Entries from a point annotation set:
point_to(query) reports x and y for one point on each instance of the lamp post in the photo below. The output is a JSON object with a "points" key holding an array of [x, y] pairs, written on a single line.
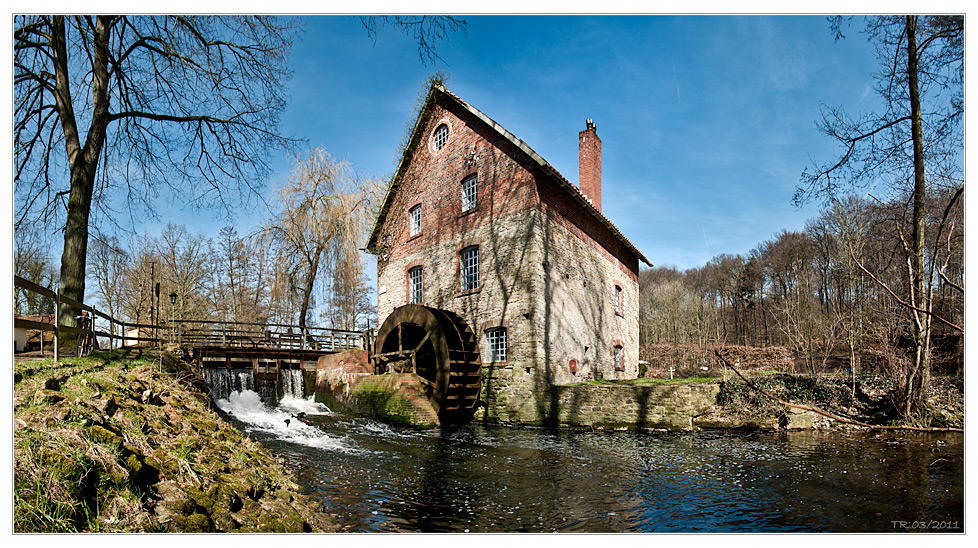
{"points": [[173, 302]]}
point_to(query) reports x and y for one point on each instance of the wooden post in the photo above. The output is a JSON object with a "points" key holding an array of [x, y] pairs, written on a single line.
{"points": [[57, 331]]}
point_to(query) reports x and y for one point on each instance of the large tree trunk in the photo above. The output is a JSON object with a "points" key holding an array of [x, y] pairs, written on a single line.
{"points": [[919, 375], [82, 161]]}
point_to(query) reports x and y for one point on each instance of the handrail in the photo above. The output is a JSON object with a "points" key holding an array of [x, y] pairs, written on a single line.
{"points": [[256, 334], [90, 332]]}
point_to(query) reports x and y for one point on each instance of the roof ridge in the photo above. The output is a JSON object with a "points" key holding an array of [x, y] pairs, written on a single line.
{"points": [[520, 144]]}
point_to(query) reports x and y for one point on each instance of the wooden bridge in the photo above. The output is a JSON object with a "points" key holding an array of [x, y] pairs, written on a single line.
{"points": [[264, 347]]}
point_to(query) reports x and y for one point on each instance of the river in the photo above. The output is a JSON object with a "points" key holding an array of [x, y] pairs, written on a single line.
{"points": [[487, 478]]}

** PROBLEM STATEMENT **
Please print every line of the entries above exactly as they appear, leaving out the pictures.

** EXERCISE OUTPUT **
point_to(query) reports x and y for one point on each instance of the lamp post in the photo below. The output is a JSON object with a "points" key holding an array of [x, y] pairs, written on a single line.
{"points": [[173, 302]]}
point_to(query) reports x and y for one point on each instance of the wooden post in the photo above. The output is a JSON object with a "points" key holding an array of [x, y] pairs, written on a single line.
{"points": [[57, 331]]}
point_to(query) reports x and y for one point on each instance of the large tree trunk in the photo above. The output is a JSON object with a "points" key holding an array of [x, y] pairs, written on a single line.
{"points": [[919, 375], [82, 161]]}
point_to(query) reports x and y for one point on each instance of the handrail in the photo above. The output is a JSON object with a "points" key holding an array of [x, y] pairs, written on a single line.
{"points": [[256, 334], [90, 332]]}
point_to(query) reports x and y for one point on each instance of the roof ridge in the photo above. The output is a JSON object with a "points" key holding an array of [x, y] pairs, written on a single line.
{"points": [[520, 144]]}
point_to(query) reports x and y for one point on each instance of the wooden bridge in the photo above. The output is a JSON object with a "points" key holding an array of [x, y] pairs, written on a single line.
{"points": [[264, 347]]}
point_to(query) reports x and y for one point on each instance of the river in the photo above. The output is a JSON object with a "points" key holding an array of [x, y] pairs, written on a single line.
{"points": [[487, 478]]}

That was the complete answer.